ちょいとした小咄を備忘録代わりに
先日、船橋のチームを訪ねた後に、近くの巨大ショッピングモールへ
残っていた〝宿題〟に手を入れるため
施設内にあるカフェを書斎代わりにという魂胆だ
モールの中はもう、そこいら中クリスマスムードを掻き立てる
客の購買欲をそそろうという雰囲気に包まれていた
その中を歩くと、聞き覚えのあるアルペジオが
オリジナルではなくコピー演奏ではあったが
紛れもなくかのThe Pretendersの名作2000 Milesだ
この曲、ここら(つまりショッピングモールにBGMを提供するような業者)

課題 A -> 出典で「先日、船橋のチームを訪ねた後に」から始まって「魂胆だ」で終わる段落を、大事なことを残して短い箇条書きにしてください。
課題 B -> 出典の中で、モールを歩いていて聞こえたアルペジオは何という曲でしたか。

場所特定の項目
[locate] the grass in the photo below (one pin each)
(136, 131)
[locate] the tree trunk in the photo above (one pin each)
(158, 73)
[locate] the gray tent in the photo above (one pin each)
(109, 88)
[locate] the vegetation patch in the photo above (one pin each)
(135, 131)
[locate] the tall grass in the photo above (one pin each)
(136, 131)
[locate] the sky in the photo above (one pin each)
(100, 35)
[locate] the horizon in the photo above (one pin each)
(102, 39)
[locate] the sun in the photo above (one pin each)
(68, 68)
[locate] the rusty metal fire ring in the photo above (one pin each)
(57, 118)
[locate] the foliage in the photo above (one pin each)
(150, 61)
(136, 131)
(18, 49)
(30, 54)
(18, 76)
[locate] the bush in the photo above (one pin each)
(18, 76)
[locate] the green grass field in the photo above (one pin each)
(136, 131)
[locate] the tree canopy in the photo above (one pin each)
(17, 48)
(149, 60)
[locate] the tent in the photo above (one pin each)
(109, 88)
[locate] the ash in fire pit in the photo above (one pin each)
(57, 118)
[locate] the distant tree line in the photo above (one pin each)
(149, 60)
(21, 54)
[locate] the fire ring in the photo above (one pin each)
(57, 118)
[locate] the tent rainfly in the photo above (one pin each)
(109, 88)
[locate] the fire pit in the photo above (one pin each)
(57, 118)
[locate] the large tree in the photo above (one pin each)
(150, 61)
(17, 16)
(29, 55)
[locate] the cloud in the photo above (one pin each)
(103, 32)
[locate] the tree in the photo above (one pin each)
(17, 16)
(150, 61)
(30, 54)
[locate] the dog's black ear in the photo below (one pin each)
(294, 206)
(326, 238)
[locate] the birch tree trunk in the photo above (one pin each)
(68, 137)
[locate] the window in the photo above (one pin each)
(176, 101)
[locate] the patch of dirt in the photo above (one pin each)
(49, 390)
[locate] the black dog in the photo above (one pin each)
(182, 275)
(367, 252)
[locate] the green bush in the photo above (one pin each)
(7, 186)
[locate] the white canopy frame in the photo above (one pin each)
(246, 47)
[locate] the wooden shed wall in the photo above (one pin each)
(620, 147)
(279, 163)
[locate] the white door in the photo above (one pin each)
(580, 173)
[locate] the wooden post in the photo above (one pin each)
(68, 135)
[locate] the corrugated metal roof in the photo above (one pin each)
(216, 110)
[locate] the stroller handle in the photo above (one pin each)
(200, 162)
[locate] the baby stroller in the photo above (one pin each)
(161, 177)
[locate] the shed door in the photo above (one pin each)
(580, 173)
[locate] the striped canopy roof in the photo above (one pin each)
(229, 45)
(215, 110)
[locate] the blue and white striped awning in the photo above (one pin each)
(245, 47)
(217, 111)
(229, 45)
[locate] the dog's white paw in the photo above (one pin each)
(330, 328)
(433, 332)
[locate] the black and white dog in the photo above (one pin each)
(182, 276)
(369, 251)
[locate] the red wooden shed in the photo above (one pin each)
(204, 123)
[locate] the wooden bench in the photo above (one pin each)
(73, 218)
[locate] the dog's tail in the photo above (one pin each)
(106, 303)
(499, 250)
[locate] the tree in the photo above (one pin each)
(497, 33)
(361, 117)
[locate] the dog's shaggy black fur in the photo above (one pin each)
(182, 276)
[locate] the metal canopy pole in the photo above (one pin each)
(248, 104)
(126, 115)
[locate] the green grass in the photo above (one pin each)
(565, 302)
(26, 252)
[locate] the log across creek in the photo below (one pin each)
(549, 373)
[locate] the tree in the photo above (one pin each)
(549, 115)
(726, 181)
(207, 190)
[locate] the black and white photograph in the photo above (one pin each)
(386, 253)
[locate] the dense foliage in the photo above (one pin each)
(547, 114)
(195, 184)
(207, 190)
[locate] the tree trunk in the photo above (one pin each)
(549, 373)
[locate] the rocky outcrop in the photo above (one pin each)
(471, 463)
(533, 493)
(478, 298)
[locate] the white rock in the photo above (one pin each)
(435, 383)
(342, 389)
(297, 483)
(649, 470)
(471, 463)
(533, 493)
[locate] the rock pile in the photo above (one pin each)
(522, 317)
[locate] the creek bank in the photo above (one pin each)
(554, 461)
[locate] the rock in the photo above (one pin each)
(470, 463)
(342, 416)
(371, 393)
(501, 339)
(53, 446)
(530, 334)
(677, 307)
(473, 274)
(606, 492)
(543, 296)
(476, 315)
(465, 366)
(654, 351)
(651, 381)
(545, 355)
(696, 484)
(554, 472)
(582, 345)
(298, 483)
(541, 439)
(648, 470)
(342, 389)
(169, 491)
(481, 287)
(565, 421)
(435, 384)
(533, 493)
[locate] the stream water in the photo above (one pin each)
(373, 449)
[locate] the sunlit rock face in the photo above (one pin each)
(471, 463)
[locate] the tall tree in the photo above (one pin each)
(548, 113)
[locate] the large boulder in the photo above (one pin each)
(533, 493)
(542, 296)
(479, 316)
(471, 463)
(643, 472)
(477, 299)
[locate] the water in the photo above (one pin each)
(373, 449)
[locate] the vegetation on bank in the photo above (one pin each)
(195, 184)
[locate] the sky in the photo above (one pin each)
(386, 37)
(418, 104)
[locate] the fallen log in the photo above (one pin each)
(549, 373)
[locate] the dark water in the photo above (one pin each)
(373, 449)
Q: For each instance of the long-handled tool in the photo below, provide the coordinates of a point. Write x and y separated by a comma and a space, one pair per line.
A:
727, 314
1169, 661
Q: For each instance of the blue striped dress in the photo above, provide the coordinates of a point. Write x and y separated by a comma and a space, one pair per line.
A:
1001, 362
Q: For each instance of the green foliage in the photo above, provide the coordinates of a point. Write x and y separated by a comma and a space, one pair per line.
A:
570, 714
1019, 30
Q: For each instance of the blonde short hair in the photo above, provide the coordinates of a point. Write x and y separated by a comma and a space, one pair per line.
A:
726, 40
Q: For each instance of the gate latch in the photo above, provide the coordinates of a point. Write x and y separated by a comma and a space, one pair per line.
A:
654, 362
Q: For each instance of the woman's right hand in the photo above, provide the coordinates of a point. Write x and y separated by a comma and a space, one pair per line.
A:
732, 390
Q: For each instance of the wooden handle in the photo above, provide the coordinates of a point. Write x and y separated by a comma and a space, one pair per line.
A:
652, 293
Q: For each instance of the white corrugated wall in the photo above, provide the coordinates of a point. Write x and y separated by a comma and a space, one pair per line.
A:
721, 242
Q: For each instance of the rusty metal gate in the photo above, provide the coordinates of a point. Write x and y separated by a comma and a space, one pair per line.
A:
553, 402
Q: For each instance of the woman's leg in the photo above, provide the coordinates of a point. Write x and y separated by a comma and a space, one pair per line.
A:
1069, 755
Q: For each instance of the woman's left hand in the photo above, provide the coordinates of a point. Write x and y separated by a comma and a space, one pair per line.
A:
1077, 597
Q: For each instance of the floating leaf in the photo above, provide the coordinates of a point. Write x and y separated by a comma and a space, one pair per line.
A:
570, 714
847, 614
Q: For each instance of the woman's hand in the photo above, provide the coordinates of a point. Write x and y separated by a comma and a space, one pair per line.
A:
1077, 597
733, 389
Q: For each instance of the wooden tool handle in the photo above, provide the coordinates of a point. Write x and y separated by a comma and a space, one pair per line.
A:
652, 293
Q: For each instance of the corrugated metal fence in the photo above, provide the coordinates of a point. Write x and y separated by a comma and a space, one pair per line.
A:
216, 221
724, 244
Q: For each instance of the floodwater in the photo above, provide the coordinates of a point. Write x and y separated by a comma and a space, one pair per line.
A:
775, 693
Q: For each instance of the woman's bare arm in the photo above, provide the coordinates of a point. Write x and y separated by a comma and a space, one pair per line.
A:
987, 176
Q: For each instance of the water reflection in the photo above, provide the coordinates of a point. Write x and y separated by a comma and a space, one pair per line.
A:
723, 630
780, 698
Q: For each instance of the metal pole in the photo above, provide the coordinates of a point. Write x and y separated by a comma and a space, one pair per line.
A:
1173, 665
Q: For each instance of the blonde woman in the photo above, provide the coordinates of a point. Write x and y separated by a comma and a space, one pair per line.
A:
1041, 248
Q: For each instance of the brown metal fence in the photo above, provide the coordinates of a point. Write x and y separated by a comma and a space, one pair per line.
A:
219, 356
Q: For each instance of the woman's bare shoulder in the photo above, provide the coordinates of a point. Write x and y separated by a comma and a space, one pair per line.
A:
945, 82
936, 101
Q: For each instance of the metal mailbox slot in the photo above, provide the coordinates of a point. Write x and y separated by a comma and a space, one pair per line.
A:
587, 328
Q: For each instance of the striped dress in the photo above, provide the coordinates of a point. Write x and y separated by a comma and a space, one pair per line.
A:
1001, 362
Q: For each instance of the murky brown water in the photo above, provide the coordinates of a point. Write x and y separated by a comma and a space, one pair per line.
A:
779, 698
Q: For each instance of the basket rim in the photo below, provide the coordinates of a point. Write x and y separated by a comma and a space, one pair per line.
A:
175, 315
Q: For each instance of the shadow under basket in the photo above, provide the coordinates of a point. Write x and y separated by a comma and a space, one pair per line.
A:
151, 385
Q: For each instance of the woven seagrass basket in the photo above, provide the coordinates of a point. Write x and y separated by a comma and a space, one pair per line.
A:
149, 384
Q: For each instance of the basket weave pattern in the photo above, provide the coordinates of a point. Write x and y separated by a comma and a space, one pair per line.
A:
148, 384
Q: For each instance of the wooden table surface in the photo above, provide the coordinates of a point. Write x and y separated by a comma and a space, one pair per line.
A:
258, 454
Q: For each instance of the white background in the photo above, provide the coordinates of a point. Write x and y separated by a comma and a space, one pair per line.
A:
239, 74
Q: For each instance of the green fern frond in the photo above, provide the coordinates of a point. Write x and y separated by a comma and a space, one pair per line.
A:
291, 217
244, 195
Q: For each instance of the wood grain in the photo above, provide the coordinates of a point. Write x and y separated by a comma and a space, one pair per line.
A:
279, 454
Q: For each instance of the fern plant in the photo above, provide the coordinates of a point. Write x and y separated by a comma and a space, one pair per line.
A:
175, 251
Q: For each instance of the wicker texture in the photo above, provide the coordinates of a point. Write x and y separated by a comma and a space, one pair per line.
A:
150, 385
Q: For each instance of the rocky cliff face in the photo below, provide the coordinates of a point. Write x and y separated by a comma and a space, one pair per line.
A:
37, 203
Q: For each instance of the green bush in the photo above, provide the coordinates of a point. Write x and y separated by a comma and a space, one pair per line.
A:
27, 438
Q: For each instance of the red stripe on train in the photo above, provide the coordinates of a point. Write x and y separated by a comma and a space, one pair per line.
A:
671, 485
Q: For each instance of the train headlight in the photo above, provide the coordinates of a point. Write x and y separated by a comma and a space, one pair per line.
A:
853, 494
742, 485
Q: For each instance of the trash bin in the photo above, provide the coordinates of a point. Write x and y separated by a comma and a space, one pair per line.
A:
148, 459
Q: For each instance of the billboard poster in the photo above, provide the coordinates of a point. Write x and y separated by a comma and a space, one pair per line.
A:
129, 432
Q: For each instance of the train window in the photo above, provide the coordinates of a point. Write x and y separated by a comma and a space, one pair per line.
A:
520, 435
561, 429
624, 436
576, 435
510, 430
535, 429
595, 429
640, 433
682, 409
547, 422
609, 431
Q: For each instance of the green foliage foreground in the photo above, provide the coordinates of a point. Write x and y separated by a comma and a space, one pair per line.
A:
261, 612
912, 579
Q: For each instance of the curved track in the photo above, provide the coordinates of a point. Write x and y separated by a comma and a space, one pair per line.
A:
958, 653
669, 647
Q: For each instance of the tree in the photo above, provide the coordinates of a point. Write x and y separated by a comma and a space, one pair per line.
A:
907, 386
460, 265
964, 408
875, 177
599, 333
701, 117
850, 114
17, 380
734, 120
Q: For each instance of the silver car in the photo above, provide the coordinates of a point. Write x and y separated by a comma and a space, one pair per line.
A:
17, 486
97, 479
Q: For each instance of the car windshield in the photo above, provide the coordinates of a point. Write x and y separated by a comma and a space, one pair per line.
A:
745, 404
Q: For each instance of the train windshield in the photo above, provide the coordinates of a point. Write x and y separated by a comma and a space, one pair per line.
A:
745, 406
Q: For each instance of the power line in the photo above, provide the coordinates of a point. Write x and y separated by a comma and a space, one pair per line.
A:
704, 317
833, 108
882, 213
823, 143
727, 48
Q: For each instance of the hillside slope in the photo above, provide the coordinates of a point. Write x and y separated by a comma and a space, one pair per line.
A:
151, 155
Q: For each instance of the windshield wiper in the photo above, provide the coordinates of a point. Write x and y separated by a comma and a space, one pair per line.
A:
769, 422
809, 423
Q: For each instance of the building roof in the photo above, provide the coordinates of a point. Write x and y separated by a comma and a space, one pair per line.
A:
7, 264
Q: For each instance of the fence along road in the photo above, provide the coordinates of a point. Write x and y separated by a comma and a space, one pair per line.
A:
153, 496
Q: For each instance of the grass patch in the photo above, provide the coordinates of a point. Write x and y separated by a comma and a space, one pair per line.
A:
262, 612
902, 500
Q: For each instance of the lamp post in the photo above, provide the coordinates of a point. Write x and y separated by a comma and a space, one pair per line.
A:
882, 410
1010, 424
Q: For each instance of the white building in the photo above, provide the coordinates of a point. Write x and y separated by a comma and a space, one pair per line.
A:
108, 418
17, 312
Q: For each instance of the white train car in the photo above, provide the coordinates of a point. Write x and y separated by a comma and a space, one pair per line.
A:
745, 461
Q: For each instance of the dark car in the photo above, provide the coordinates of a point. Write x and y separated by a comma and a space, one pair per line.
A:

正解 A ->
・船橋のチームを訪ねた後、近くの大きなショッピングモールへ行った
・目的は、残っていた〝宿題〟を進めること
・モールの中にあるカフェを書斎として使うつもりだった

正解 B -> The Pretendersの「2000 Miles」です。